▸ **Exercise objective**
Among the following entries, count the lines that contain "white" and report only the result.

[Opening Available data section]

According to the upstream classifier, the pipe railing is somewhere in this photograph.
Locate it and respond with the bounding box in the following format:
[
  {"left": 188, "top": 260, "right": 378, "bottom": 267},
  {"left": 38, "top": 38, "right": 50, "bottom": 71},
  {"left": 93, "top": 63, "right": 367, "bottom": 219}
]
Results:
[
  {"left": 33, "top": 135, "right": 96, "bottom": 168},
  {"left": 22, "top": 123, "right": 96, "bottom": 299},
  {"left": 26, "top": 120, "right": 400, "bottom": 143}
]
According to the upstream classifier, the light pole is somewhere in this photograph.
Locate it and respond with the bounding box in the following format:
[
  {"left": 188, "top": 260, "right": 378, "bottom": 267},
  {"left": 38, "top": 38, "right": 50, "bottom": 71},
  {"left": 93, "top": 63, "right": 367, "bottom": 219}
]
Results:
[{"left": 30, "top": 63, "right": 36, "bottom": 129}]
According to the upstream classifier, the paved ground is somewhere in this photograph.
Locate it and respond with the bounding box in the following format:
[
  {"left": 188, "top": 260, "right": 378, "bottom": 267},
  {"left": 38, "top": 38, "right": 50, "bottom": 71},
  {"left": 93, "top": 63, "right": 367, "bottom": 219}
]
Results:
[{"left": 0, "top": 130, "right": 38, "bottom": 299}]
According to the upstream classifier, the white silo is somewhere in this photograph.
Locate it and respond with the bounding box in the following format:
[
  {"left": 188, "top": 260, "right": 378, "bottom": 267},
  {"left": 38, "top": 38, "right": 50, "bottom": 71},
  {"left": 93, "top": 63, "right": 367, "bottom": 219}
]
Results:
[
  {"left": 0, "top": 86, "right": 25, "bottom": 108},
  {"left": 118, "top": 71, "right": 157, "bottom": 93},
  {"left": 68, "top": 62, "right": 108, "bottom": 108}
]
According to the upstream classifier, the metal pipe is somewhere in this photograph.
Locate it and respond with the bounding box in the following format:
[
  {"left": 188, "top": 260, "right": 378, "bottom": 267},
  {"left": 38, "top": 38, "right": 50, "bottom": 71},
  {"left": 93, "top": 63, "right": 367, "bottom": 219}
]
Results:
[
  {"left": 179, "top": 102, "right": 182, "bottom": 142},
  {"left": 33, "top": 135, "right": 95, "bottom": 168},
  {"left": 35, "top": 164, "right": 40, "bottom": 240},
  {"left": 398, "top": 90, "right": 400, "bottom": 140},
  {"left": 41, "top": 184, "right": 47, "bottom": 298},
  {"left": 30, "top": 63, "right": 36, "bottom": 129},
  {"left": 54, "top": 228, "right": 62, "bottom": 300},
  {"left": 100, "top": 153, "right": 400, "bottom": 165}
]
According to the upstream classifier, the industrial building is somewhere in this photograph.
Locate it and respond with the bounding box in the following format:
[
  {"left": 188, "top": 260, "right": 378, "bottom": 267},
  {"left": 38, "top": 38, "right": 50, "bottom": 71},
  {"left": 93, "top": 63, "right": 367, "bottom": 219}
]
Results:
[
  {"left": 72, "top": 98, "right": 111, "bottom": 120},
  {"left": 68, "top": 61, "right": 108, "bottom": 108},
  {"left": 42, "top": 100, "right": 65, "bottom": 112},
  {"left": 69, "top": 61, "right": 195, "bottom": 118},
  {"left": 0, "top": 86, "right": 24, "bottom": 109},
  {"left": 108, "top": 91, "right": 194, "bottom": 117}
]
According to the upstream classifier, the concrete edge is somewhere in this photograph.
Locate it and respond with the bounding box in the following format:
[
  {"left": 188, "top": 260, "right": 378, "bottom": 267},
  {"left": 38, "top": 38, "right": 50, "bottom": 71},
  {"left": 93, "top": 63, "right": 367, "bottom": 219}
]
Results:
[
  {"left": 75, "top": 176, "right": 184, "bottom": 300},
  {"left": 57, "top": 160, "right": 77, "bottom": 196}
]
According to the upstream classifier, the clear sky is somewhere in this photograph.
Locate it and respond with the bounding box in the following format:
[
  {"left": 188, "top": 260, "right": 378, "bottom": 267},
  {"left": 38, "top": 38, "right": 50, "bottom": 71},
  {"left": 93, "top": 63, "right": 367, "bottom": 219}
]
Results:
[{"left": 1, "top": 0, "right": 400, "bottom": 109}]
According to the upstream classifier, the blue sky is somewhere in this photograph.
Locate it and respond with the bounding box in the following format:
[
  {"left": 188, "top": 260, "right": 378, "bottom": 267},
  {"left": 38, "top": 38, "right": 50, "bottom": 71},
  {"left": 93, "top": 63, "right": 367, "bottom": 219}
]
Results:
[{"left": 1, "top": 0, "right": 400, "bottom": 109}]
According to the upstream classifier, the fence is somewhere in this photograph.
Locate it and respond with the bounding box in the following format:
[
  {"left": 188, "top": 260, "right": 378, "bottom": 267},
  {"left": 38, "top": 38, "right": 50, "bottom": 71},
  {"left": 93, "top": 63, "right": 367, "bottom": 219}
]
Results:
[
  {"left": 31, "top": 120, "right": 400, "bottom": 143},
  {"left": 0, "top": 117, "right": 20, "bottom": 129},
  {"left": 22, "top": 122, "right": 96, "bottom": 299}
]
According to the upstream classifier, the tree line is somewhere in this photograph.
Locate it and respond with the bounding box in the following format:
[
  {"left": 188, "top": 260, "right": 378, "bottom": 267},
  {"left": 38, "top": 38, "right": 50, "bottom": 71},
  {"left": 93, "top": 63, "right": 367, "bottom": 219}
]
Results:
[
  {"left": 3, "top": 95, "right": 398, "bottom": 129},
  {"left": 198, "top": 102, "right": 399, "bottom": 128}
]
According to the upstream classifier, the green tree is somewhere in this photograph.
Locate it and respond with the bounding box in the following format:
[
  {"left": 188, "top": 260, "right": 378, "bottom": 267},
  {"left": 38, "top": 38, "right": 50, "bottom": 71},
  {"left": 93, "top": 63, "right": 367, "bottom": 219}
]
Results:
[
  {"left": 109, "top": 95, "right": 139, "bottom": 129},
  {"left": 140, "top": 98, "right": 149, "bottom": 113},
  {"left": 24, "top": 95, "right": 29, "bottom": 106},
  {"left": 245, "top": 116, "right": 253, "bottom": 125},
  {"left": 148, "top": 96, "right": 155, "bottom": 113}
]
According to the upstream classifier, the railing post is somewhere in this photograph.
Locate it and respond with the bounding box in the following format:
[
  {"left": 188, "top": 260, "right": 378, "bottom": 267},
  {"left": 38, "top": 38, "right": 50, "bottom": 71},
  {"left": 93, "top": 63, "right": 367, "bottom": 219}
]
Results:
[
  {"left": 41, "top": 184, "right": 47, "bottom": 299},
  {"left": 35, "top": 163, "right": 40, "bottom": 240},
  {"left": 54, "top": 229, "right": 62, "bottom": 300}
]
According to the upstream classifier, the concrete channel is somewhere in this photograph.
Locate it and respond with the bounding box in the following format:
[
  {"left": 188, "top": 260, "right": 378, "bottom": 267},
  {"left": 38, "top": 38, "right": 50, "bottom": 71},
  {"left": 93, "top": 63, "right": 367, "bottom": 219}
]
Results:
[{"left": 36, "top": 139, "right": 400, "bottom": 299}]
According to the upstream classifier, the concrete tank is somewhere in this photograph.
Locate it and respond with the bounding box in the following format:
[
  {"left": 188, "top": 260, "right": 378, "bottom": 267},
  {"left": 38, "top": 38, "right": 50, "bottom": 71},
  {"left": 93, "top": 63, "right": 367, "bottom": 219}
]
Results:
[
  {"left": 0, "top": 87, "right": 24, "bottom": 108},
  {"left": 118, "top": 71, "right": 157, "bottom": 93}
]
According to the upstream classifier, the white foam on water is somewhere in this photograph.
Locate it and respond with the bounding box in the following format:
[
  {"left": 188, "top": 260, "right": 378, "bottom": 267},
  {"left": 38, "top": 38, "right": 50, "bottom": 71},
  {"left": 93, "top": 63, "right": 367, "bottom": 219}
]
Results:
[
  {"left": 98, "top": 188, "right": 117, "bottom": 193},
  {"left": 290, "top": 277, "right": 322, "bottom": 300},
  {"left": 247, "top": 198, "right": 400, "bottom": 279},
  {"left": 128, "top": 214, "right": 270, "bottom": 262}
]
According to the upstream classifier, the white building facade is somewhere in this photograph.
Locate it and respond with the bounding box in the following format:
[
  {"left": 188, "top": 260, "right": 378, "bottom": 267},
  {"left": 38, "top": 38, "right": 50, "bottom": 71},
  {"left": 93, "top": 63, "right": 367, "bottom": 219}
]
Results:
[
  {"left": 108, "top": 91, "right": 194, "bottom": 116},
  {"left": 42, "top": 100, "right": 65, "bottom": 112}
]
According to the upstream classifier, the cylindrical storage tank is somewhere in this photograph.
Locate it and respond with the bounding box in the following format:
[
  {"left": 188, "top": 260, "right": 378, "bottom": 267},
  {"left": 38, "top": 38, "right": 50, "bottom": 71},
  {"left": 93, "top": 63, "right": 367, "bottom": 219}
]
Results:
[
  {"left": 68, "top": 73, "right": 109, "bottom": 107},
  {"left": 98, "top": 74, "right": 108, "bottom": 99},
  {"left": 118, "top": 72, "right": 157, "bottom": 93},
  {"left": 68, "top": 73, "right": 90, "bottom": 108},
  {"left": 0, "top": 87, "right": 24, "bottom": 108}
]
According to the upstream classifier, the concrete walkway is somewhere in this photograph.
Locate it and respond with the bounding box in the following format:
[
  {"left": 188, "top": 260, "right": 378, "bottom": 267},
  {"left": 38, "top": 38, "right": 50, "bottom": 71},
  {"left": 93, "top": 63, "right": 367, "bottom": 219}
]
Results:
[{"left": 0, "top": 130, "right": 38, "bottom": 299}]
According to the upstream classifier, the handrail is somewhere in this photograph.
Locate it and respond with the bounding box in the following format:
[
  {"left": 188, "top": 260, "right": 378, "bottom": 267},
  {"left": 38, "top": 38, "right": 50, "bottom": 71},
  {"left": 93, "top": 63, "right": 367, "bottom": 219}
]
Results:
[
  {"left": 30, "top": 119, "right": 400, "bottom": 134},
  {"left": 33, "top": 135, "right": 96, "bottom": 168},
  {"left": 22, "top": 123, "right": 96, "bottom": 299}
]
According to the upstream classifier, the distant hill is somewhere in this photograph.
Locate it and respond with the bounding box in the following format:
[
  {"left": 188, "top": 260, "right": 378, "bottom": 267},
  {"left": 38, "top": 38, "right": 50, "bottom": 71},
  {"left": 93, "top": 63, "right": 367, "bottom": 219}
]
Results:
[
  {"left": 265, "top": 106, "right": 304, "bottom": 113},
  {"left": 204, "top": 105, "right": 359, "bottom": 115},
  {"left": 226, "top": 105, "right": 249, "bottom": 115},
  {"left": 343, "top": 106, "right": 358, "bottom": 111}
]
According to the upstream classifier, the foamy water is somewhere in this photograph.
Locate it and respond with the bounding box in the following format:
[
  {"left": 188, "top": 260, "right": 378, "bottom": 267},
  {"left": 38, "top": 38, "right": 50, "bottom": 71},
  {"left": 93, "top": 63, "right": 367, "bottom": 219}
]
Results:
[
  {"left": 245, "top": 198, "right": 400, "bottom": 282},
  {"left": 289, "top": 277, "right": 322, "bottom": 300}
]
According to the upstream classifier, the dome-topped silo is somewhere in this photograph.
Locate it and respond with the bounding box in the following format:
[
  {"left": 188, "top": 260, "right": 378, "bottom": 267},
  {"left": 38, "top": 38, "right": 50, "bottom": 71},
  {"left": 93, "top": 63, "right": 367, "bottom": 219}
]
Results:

[Closing Available data section]

▸ **Task response**
3